_KUTIPAN_.
Bangkitkan Generasi Emas, Bukan Generasi Cemas

Kita memperingati Harkitnas setiap tanggal 20 Mei. Tahun ini, kita harus bangkit dari krisis multidimensi demi  mempersiapkan Generasi Emas. Bagaimana caranya?

Setiap tanggal 20 Mei, Indonesia memperingati Hari Kebangkitan Nasional (Harkitnas) untuk meneladani tujuan Budi Utomo yang berdiri 1908 sebagai organisasi pergerakan pertama di Indonesia. Menurut KBBI, definisi kata bangkit adalah bangun (dari tidur, duduk) lalu berdiri, sehingga tujuan Harkitnas adalah membangkitkan semangat dan kesadaran masyarakat Indonesia untuk memperjuangkan kemerdekaan bangsa.

Dengan kesadaran yang sama, saat ini kita harus bangkit untuk menghadapi krisis multidimensi yang sedang terjadi, antara lain:

  • Krisis politik: polarisasi politik menjelang Pemilu terus berlanjut sampai sampai terjadinya penurunan nilai-nilai demokrasi.
  • Krisis ekonomi: merosotnya kesejahteraan masyarakat, menurunnya kelas menengah, sulitnya lapangan kerja, nilai rupiah yang anjlok.
  • Krisis ekologi: hutan Indonesia sebagai paru-paru dunia terus mengalami deforestasi dalam skala besar dan menjadi ancaman berupa rusaknya habitat satwa liar, degradasi lahan, dan perubahan iklim semakin tidak terkendali.

Pembangunan SDM berkualitas menjadi fondasi utama dalam mewujudkan Indonesia Emas 2045 seperti yang diamanatkan dalam RPJMN 2020–2024. Di tengah krisis yang menguji ketahanan bangsa, seluruh elemen masyarakat harus bersatu untuk mempersiapkan generasi muda Indonesia dengan lebih serius.

Kita tidak boleh membiarkan situasi penuh ketidakpastian ini menimbulkan ketakutan, kegelisahan, atau kecemasan pada penerus bangsa. Sebaliknya, bersama-sama kita tumbuhkan optimisme, membangun kompetensi, dan menanamkan karakter kuat sehingga mereka menjadi pribadi tangguh, mampu beradaptasi menghadapi pesatnya perkembangan zaman yang membawa banyak perubahan.

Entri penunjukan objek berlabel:
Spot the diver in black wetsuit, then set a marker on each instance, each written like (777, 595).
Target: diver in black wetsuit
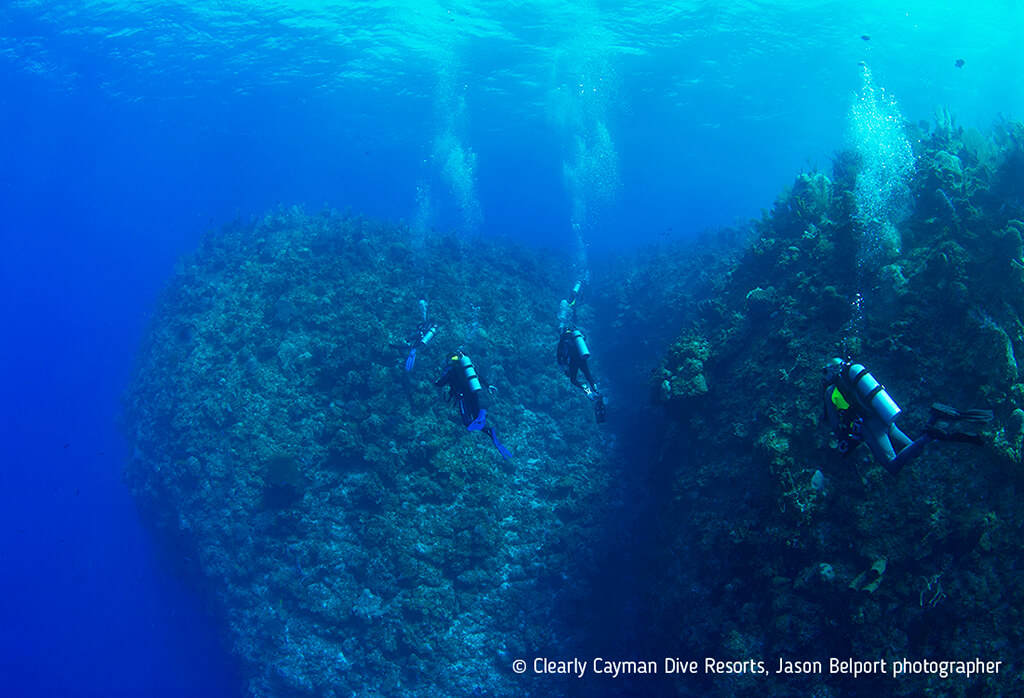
(859, 409)
(573, 352)
(466, 388)
(424, 334)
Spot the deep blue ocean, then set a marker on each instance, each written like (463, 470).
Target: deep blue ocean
(128, 129)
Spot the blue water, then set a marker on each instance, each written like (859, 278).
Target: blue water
(127, 129)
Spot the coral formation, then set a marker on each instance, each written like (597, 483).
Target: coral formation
(769, 543)
(354, 537)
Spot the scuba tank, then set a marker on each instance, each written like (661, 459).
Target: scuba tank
(574, 296)
(469, 374)
(871, 394)
(429, 335)
(581, 344)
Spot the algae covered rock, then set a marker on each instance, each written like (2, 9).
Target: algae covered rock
(918, 566)
(349, 532)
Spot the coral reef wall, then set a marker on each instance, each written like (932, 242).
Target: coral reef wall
(354, 537)
(768, 543)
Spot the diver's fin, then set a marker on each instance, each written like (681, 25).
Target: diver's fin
(961, 437)
(977, 416)
(506, 453)
(945, 411)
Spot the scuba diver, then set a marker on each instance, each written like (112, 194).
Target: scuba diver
(573, 352)
(424, 333)
(859, 409)
(467, 389)
(567, 306)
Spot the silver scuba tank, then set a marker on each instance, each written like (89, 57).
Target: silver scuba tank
(871, 394)
(469, 373)
(429, 336)
(581, 344)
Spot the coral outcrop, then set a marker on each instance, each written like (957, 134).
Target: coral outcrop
(769, 543)
(353, 536)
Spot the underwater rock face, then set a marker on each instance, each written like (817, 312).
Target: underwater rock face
(353, 537)
(763, 559)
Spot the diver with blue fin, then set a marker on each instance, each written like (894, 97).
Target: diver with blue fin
(573, 353)
(467, 389)
(424, 333)
(859, 409)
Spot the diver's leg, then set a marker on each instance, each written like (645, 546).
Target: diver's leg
(586, 373)
(574, 376)
(909, 452)
(898, 438)
(876, 436)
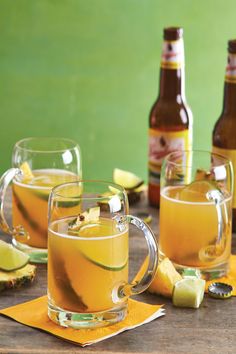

_DESKRIPSI LATIHAN_.
Alihkan kalimat dari kutipan tentang Harkitnas ini ke dalam bahasa Inggris: "Pembangunan SDM berkualitas menjadi fondasi utama dalam mewujudkan Indonesia Emas 2045 seperti yang diamanatkan dalam RPJMN 2020–2024." Gunakan hanya kutipan sebagai sumber.

_JAWABAN LATIHAN_.
Quality human resource development is the main foundation for realizing Golden Indonesia 2045, as mandated in the RPJMN 2020–2024.